▶ [REQUESTS]
a: In the King Sorrow review, copy the passage from "Four of the" to "from other realms." word for word.
b: According to the King Sorrow review, where is the Crane Journal stored?

King Sorrow
- Greg Barlin
- 3 days ago
- 3 min read
by Joe Hill ★★★★★

887 pages is a serious commitment. I shied away from King Sorrow initially because of that, but as I saw review after review coming in praising this mountain of a novel—many calling it their favorite read of 2025—I decided it was too promising to pass up.
The novel opens in 1989 and focuses on six friends who attend Rackham College in Maine. Arthur Oakes is our primary protagonist at the novel's start, although all of the six get fairly equal treatment as the story progresses. Arthur's mother is imprisoned, and a series of events leads to Arthur being blackmailed by some highly unsavory folks if he wants his mother to stay safe in prison. At a loss for what to do, he finally shares his unfortunate circumstances with his friends. The group put their heads together, determined to help Arthur out from the pickle he is in.
Four of the five attend fictional Rackham College with Arthur: the McBride twins, acerbic and perpetually angry Donna, and laid-back and perpetually stoned Van; Allie Shiner, the beautiful daughter of a politician and Van's crush; and the always-plotting Colin Wren, the primary decision-maker of the group. The sixth and final member of the friend group is Gwen Underfoot, the daughter of the Wren's housekeeper. After cycling through a number of potential ideas to help Arthur, Colin suggests one that's even more outlandish: he knows of a book stored in the Special Collections section of the Rackham Library called the Crane Journal. Bound in human skin, it allegedly possesses secrets of the occult and may have the ability to call down creatures from other realms.

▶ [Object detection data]
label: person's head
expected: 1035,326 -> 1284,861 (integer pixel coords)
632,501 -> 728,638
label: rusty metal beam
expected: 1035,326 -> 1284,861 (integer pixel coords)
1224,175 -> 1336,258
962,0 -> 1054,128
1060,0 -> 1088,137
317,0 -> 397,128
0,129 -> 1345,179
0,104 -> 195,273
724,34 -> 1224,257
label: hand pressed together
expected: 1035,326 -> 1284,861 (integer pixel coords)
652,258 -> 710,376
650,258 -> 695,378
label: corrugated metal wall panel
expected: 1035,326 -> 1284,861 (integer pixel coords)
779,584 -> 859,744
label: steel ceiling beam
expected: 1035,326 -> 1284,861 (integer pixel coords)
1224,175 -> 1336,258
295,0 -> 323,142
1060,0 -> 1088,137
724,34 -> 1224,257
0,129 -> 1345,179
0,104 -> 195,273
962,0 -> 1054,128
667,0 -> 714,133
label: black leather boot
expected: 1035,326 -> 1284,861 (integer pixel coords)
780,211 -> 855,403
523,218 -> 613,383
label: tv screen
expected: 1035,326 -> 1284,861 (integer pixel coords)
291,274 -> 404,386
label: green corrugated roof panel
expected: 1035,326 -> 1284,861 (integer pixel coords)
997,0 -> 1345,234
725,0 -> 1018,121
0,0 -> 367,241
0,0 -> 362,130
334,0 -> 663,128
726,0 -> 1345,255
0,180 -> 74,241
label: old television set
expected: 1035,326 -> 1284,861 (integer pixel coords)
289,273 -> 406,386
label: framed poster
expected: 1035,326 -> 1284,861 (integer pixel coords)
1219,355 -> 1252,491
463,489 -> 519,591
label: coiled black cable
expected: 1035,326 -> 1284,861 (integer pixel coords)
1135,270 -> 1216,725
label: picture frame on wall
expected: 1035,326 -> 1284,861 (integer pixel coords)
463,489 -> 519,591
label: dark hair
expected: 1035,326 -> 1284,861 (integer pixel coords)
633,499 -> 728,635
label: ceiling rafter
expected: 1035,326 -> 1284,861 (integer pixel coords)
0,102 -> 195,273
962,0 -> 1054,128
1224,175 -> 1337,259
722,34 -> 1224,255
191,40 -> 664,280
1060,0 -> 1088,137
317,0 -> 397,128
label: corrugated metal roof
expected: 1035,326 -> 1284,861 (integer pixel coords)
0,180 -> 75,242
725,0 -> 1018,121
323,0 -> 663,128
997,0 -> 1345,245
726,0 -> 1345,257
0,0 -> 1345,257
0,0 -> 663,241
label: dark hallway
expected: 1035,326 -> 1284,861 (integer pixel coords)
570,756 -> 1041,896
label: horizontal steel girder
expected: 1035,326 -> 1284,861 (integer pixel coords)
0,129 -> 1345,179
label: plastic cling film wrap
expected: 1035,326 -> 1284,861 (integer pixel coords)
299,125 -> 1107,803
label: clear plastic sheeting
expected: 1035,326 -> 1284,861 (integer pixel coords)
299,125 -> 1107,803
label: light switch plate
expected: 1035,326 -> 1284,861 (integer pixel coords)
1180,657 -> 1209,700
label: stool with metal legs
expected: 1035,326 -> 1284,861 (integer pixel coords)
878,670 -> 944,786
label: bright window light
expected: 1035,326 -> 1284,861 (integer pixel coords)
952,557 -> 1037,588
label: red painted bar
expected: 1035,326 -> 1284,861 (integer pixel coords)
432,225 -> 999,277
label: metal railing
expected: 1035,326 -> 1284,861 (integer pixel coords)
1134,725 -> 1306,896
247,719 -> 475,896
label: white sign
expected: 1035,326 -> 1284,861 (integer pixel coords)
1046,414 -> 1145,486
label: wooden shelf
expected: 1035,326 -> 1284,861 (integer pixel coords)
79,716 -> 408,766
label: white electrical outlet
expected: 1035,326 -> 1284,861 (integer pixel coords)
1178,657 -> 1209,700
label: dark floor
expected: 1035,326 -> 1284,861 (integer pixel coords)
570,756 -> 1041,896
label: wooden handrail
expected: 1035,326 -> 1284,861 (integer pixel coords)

▶ [ANSWERS PER TASK]
a:
Four of the five attend fictional Rackham College with Arthur: the McBride twins, acerbic and perpetually angry Donna, and laid-back and perpetually stoned Van; Allie Shiner, the beautiful daughter of a politician and Van's crush; and the always-plotting Colin Wren, the primary decision-maker of the group. The sixth and final member of the friend group is Gwen Underfoot, the daughter of the Wren's housekeeper. After cycling through a number of potential ideas to help Arthur, Colin suggests one that's even more outlandish: he knows of a book stored in the Special Collections section of the Rackham Library called the Crane Journal. Bound in human skin, it allegedly possesses secrets of the occult and may have the ability to call down creatures from other realms.

b: It is stored in the Special Collections section of the Rackham Library.